_WHAT IS EXPECTED_
According to the book review text, what is the title of Laura Warren Hill's book?

Good news for those anxiously awaiting the publication of my book: another author at Cornell University Press, Laura Warren Hill, has just published a book on another aspect of Rochester’s Black history. The title is Strike the Hammer: The Black Freedom Struggle in Rochester, New York, 1940-1970.
I reviewed it for the Democrat and Chronicle, so I won’t repeat everything I wrote there except to emphasize two things. First, I was thrilled to see her spotlight Mildred Johnson, a figure from Rochester history who has been greatly overlooked. The reason, I think, is that she never attained any formal title or position of power. Her work was of the essential, hum-drum variety: solving the million quotidian problems that came up for the rapidly increasing number of Black Southern migrants arriving in Rochester at mid-century. She found them housing, connected them with services and advocated for them in court. In her book, Hill describes her (along with her mother and sister) as “a social agency unto themselves.” She continues:
They visited jails, took children to the hospital when the need arose, and in general provided for the weakest elements of the Black community, demonstrating an altogether different type of leadership. Their method allowed them to navigate the changing times and the various social movements with little interruption.Strike the Hammer, 27
The second thing I want to highlight is that Hill did local historians a great service by depositing the transcripts of several of her interviews with the University of Rochester. She also helped coordinate Walter Cooper donating his papers to UR. I relied on both of those sources a great deal for my own research and would encourage others to check them out as well.

[Stored data entries]
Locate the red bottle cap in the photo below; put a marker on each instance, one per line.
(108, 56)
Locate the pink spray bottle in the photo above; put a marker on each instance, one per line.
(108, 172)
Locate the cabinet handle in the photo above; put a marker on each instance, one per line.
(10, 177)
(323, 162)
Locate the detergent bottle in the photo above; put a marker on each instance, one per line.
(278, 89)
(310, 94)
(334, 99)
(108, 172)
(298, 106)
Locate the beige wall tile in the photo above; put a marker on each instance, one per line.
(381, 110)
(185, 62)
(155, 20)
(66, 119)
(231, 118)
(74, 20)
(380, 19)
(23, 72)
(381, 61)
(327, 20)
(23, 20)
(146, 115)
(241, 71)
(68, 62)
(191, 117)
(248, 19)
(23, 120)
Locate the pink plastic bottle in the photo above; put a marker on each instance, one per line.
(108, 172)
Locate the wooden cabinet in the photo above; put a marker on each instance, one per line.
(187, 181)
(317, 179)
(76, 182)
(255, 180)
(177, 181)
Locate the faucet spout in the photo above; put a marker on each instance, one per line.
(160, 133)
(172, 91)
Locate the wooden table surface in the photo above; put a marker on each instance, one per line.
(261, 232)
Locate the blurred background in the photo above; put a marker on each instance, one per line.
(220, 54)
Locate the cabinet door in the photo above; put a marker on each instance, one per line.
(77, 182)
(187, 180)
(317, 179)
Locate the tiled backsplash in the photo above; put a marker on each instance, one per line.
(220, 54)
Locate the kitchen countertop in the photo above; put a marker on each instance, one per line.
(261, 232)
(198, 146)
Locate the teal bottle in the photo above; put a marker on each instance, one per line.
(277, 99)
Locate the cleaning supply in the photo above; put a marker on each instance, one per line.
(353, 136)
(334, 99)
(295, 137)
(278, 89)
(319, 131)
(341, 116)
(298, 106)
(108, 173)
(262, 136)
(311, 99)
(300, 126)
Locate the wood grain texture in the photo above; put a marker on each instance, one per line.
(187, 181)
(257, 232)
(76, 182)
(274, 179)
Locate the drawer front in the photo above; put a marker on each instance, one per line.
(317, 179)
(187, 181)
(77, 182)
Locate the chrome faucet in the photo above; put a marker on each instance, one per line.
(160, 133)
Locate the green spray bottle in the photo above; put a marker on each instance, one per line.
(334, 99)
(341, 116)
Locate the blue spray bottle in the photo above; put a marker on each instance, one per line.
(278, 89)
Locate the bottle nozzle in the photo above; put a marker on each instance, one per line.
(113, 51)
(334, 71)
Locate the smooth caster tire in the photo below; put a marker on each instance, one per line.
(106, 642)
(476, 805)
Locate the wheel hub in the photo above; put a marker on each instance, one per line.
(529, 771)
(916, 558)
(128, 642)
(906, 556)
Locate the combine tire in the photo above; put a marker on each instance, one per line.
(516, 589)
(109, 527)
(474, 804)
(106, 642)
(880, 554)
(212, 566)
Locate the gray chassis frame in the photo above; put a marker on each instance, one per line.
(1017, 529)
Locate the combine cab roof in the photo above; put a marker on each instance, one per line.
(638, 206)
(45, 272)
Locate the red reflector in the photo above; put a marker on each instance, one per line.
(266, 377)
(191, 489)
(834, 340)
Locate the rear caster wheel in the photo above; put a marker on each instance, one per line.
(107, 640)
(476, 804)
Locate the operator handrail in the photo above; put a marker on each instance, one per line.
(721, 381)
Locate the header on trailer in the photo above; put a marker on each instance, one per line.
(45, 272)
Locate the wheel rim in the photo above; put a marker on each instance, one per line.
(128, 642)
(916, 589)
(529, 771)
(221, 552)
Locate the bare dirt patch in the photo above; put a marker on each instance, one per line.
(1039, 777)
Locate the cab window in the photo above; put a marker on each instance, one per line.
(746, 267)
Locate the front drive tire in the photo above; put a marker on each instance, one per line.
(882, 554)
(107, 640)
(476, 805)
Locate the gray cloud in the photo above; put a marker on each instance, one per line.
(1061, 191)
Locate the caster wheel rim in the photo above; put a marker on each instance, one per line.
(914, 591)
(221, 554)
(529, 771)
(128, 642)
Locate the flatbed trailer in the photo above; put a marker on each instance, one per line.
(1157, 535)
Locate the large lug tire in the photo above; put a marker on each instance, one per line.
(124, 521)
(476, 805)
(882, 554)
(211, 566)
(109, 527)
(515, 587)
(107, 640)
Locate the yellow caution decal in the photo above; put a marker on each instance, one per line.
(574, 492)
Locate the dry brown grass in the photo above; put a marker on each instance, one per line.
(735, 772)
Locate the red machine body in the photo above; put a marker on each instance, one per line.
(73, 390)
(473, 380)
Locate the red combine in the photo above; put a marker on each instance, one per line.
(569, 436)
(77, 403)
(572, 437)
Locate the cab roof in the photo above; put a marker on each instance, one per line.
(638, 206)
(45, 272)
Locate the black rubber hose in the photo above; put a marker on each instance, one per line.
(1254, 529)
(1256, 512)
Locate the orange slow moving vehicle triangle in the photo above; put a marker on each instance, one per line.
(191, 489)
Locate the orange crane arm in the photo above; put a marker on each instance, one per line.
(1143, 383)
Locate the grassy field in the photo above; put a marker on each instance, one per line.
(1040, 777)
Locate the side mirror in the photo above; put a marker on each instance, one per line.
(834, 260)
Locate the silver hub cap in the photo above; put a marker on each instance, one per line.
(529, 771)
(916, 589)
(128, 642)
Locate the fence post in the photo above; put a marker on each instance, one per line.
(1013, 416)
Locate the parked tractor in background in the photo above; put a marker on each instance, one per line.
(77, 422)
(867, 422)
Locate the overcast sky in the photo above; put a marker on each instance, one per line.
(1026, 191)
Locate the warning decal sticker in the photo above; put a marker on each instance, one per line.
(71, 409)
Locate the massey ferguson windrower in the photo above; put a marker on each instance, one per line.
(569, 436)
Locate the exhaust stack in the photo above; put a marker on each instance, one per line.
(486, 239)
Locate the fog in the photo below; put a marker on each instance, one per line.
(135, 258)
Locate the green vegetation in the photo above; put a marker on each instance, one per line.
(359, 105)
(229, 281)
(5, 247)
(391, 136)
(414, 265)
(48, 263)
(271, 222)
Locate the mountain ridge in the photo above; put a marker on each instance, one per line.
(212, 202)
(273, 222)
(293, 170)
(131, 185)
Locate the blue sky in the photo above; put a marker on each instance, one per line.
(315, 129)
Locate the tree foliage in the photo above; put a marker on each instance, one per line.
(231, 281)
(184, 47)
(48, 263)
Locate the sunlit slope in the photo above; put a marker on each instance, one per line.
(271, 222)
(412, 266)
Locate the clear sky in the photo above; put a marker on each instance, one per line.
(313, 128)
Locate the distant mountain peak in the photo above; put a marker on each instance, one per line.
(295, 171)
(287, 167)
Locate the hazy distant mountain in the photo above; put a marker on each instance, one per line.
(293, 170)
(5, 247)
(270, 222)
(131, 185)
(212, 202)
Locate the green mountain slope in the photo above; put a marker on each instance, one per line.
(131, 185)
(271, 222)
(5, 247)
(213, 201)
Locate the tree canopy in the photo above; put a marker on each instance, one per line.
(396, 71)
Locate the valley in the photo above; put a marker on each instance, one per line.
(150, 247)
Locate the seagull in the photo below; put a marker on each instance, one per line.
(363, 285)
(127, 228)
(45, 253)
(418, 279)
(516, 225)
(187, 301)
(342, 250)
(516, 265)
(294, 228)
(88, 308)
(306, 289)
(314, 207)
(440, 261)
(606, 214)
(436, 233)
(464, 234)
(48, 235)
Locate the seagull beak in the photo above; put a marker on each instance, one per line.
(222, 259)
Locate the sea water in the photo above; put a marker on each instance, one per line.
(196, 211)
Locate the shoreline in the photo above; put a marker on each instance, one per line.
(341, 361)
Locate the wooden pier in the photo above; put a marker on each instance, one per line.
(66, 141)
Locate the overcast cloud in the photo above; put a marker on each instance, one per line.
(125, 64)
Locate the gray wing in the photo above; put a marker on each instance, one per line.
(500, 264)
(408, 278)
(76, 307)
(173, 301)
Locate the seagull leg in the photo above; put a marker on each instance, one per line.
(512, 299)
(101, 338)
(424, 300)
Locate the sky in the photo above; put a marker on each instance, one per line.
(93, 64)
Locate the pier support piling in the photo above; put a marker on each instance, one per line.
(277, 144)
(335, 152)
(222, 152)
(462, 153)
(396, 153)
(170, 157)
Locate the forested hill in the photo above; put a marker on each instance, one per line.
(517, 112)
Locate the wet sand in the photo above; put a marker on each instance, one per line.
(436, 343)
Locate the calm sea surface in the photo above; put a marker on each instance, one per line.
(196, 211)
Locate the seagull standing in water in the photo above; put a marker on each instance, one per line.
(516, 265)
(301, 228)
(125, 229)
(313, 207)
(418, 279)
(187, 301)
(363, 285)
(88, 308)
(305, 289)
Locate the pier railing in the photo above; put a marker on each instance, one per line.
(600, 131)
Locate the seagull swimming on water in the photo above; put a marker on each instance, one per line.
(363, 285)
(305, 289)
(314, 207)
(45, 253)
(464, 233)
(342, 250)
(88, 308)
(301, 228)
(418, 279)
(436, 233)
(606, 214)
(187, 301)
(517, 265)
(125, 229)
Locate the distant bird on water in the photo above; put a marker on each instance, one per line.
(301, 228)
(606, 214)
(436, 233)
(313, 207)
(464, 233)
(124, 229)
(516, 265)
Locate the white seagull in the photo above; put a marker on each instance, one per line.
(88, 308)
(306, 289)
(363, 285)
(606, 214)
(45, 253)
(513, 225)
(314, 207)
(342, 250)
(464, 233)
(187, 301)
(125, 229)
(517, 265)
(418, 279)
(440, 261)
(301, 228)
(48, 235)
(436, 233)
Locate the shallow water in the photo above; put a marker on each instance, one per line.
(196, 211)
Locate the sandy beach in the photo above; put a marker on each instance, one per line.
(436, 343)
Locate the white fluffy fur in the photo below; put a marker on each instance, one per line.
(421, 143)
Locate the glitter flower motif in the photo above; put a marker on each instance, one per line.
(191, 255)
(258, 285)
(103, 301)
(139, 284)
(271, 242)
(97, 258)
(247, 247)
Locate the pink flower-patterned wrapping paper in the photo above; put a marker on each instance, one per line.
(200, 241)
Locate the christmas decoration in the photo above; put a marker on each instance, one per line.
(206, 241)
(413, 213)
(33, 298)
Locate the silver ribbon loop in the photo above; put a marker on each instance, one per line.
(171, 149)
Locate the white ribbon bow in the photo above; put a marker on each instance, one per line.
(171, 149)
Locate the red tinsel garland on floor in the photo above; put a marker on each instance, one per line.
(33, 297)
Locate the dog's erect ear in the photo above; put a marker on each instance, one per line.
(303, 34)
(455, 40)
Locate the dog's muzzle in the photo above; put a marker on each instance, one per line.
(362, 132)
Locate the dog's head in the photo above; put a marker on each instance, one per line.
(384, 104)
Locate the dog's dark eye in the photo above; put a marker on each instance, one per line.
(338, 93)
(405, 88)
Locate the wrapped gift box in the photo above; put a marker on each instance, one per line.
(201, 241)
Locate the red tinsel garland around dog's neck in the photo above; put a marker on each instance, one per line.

_REPLY TO THE TASK_
Strike the Hammer: The Black Freedom Struggle in Rochester, New York, 1940-1970.